- _What is required_
The records follow. Count the lines holding "approximate" and give only the number.

____________________

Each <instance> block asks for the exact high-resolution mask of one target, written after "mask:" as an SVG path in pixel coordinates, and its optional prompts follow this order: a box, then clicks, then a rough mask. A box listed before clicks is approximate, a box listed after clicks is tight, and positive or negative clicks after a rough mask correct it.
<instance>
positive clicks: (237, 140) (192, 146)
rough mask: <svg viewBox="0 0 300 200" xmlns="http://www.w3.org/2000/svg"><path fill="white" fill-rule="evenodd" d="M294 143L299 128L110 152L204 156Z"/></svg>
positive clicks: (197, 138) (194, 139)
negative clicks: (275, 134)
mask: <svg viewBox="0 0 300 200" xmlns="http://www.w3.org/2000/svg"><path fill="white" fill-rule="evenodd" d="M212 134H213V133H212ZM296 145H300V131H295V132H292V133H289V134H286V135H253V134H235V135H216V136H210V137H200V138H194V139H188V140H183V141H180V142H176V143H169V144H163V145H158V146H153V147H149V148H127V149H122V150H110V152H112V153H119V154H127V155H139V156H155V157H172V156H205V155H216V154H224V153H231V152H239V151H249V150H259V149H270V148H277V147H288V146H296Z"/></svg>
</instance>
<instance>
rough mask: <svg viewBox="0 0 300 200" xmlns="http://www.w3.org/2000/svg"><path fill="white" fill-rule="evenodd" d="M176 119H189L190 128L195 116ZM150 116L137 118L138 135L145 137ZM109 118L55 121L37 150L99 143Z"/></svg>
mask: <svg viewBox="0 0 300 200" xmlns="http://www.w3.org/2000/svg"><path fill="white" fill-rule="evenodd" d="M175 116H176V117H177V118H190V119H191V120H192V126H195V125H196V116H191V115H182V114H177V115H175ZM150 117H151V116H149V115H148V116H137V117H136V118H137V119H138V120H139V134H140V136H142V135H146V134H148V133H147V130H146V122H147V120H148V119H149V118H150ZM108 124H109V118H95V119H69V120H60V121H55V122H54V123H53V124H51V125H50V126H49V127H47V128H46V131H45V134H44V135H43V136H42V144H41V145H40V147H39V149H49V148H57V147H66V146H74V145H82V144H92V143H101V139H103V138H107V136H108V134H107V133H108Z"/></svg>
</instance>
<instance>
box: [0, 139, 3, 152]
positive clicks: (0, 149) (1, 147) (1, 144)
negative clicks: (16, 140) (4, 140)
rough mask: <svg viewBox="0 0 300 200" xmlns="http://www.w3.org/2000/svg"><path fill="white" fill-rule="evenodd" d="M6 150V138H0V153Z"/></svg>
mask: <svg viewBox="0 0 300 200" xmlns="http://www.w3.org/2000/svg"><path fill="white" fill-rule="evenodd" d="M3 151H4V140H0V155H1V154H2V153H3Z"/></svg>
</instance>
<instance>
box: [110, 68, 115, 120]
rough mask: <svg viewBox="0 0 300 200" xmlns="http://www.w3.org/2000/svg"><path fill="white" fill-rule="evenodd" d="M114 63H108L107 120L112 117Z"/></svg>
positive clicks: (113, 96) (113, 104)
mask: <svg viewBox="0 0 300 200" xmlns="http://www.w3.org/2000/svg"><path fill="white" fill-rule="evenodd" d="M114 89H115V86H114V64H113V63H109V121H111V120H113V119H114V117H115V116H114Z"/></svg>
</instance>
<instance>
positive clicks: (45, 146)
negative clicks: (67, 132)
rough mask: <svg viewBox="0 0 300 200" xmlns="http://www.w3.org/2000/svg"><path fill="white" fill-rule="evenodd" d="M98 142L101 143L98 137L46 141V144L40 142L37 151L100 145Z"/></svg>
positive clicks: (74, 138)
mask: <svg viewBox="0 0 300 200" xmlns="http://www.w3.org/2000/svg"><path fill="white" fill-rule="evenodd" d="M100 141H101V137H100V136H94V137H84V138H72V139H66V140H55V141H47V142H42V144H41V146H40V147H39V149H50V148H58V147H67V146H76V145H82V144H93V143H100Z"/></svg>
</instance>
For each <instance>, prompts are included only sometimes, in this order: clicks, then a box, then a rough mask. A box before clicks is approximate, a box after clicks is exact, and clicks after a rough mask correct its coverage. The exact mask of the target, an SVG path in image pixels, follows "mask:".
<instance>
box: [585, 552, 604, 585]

____________________

- _Expected output_
2